**What you should do**
Wherever the word "lawn" appears in a line of the records, copy that line.

━━━━━ Records for processing ━━━━━

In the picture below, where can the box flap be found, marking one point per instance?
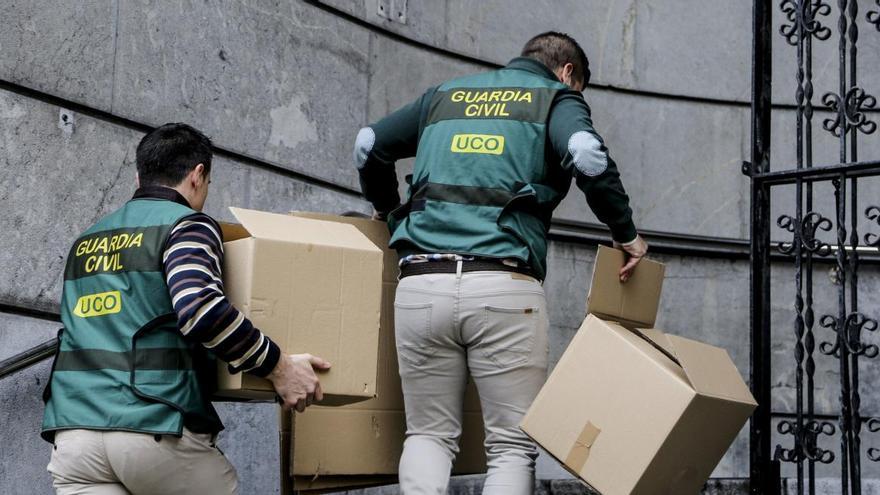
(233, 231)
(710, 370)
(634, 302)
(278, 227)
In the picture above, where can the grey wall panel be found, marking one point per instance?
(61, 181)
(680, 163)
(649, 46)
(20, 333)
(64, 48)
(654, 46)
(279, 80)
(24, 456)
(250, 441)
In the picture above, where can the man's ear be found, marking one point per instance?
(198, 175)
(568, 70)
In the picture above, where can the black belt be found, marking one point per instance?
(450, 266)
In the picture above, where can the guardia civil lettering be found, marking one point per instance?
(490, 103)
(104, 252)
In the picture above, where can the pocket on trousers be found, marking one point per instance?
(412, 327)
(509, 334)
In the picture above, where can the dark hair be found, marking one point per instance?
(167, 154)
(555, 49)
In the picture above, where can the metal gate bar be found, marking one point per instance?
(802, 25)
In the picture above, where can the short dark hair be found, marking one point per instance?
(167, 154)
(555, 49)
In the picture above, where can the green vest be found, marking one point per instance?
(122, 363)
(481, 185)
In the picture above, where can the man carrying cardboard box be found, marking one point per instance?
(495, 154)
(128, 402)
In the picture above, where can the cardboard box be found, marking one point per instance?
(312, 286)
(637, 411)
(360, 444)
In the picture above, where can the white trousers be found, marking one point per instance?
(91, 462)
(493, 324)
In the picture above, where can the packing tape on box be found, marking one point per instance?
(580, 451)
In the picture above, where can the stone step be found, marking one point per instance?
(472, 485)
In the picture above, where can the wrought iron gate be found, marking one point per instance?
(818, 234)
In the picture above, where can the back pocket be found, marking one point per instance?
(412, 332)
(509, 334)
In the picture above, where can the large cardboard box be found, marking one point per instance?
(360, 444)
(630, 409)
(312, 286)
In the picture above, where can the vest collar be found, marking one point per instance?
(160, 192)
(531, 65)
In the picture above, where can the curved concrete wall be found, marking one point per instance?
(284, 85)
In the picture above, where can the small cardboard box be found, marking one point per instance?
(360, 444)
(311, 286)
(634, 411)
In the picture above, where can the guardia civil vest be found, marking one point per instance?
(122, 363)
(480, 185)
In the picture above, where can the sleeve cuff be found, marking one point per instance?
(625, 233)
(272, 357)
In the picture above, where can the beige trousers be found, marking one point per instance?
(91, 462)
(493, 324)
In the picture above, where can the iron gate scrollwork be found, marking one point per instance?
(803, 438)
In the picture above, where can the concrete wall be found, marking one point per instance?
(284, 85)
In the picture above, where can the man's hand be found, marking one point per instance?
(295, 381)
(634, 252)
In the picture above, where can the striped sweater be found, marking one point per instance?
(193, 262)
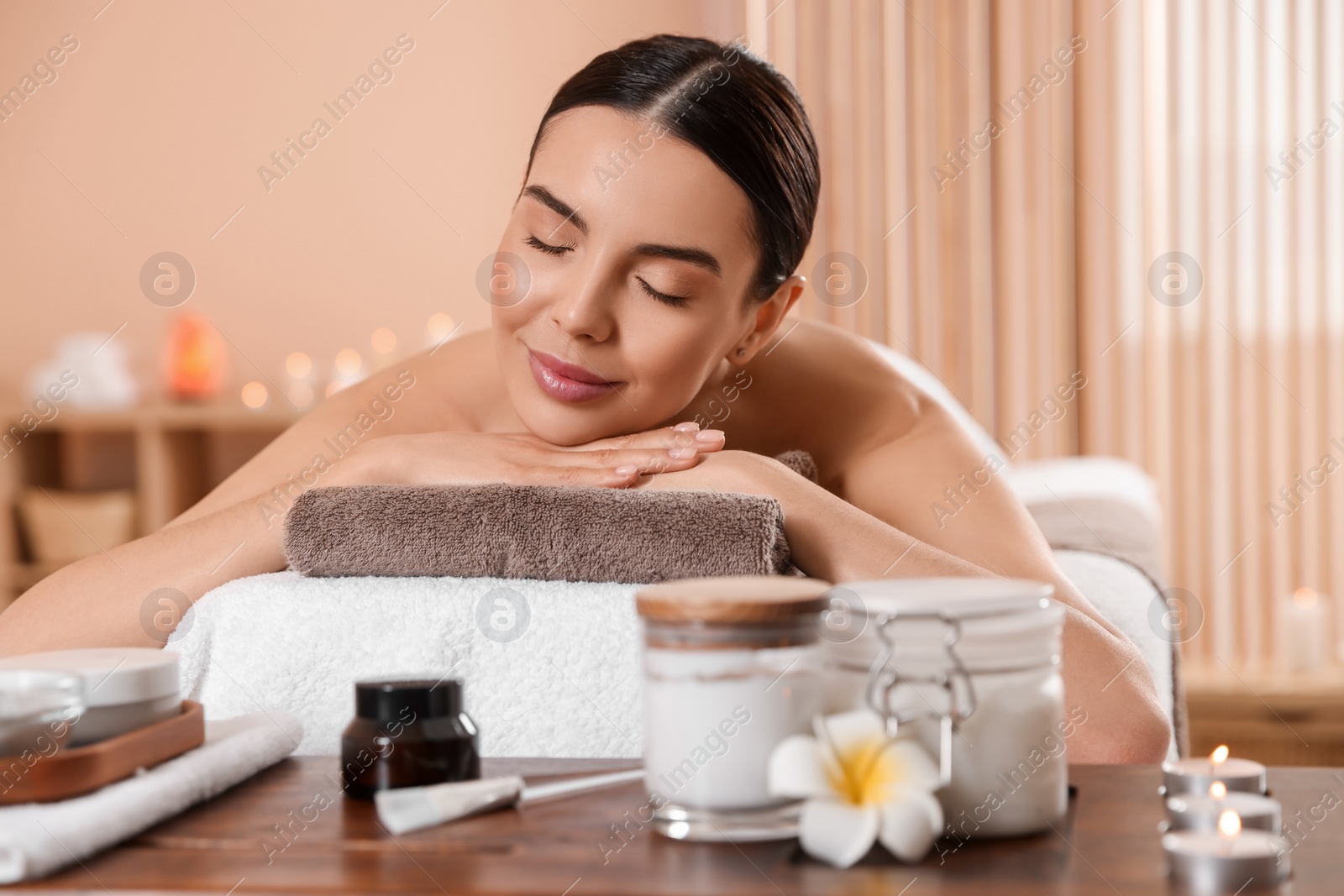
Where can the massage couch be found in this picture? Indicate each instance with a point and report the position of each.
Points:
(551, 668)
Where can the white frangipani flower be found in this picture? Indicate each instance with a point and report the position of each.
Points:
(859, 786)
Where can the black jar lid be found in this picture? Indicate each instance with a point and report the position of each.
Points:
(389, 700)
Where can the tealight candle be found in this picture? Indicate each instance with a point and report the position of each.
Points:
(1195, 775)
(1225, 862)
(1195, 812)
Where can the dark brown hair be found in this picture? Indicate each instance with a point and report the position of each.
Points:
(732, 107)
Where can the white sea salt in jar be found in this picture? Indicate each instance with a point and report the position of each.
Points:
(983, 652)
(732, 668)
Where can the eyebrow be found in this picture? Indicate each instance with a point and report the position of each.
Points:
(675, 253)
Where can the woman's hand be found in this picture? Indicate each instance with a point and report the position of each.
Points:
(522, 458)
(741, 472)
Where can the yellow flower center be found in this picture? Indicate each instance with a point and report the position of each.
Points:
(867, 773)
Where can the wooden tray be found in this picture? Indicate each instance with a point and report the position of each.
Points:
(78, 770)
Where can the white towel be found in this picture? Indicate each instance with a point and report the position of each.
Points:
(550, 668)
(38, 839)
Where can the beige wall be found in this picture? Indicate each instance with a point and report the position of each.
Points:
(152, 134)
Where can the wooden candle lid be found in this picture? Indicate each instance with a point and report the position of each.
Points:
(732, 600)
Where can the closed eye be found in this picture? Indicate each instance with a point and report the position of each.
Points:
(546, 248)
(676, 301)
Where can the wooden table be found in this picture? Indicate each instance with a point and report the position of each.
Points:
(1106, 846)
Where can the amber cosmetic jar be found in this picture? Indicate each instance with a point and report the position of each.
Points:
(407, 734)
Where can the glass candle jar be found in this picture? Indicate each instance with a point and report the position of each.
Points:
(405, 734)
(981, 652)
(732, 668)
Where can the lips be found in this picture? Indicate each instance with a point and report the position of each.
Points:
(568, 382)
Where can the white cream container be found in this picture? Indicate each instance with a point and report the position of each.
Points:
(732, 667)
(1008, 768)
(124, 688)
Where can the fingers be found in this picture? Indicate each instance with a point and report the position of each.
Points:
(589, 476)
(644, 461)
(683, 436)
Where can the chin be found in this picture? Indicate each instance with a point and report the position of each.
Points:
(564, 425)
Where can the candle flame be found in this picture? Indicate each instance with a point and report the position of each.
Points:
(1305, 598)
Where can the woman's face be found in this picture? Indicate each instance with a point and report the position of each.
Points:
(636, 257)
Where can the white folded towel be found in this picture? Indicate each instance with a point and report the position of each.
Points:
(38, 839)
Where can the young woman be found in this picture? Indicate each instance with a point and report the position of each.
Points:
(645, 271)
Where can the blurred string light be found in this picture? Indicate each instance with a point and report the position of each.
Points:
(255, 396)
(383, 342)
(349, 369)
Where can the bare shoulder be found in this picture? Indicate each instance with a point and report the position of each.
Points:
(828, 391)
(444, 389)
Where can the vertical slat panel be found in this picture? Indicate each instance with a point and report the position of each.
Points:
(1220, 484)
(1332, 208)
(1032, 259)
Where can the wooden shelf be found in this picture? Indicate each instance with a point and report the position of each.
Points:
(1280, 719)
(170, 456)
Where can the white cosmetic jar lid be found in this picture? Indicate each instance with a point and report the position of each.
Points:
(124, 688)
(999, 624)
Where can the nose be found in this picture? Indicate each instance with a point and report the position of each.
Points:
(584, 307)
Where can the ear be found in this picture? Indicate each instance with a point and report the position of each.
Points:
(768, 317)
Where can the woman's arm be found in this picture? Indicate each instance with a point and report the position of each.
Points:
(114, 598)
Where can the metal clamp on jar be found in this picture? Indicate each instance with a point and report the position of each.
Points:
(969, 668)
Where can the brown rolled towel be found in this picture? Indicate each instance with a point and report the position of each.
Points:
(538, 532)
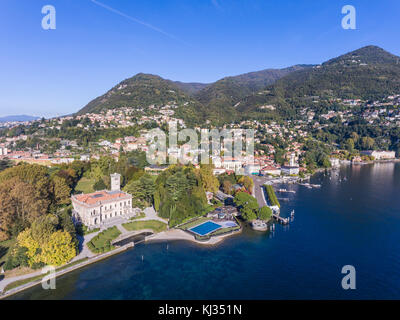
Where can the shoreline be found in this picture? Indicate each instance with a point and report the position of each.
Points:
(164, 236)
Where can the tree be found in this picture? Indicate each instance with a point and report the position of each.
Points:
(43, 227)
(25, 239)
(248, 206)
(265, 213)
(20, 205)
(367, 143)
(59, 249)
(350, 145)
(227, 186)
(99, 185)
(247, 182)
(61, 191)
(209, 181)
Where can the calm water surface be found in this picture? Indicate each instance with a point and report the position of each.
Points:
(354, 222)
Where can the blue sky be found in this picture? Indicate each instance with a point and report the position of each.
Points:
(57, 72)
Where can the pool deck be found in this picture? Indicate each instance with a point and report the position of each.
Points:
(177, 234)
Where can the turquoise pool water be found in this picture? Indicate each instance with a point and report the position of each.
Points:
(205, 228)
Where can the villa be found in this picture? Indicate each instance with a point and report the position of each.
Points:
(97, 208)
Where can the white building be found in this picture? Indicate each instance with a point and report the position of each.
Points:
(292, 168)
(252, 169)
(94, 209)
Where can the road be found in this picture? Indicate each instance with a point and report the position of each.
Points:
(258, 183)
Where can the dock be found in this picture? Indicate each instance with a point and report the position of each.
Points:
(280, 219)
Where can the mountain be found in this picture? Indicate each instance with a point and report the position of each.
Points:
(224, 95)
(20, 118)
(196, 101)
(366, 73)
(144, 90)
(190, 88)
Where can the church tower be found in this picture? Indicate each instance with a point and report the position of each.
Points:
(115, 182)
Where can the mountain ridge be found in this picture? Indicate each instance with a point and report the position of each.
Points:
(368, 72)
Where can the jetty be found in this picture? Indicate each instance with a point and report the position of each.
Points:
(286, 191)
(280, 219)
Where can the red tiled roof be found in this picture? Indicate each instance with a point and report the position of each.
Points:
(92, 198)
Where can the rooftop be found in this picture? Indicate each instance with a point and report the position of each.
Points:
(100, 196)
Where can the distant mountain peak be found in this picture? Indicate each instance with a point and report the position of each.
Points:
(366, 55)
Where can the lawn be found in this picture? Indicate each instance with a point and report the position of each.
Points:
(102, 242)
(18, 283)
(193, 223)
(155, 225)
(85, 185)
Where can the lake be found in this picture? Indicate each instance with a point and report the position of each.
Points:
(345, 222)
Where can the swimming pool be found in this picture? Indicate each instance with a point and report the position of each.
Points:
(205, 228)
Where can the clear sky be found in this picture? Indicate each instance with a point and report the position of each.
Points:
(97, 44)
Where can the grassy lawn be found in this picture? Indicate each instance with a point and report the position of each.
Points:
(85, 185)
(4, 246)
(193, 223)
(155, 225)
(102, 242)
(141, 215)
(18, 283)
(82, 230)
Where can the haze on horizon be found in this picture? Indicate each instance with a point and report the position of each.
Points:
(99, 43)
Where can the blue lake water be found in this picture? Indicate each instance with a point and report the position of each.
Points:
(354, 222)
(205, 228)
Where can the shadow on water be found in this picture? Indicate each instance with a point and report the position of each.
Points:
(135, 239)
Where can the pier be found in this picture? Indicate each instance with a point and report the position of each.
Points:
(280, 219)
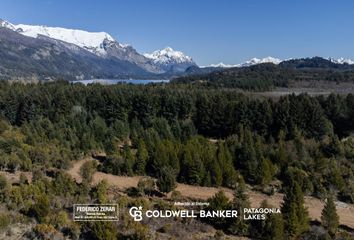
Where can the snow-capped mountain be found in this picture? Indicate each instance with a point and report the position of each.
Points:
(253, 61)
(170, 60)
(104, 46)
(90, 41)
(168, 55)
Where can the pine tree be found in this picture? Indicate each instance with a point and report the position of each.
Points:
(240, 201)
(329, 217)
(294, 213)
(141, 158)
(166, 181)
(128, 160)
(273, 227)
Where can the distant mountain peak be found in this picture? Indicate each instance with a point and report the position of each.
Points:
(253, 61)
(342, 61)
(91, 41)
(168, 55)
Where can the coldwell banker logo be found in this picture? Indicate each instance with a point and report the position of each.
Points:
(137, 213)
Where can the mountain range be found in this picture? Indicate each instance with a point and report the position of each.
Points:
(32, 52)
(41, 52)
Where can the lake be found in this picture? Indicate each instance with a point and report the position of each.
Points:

━━━━━

**Task solution**
Where can the lawn be found in this picture? Indicate each instance with a point and report the position of each.
Where can the grassy lawn be found in this picture? Indicate each instance with a point and report the position of each.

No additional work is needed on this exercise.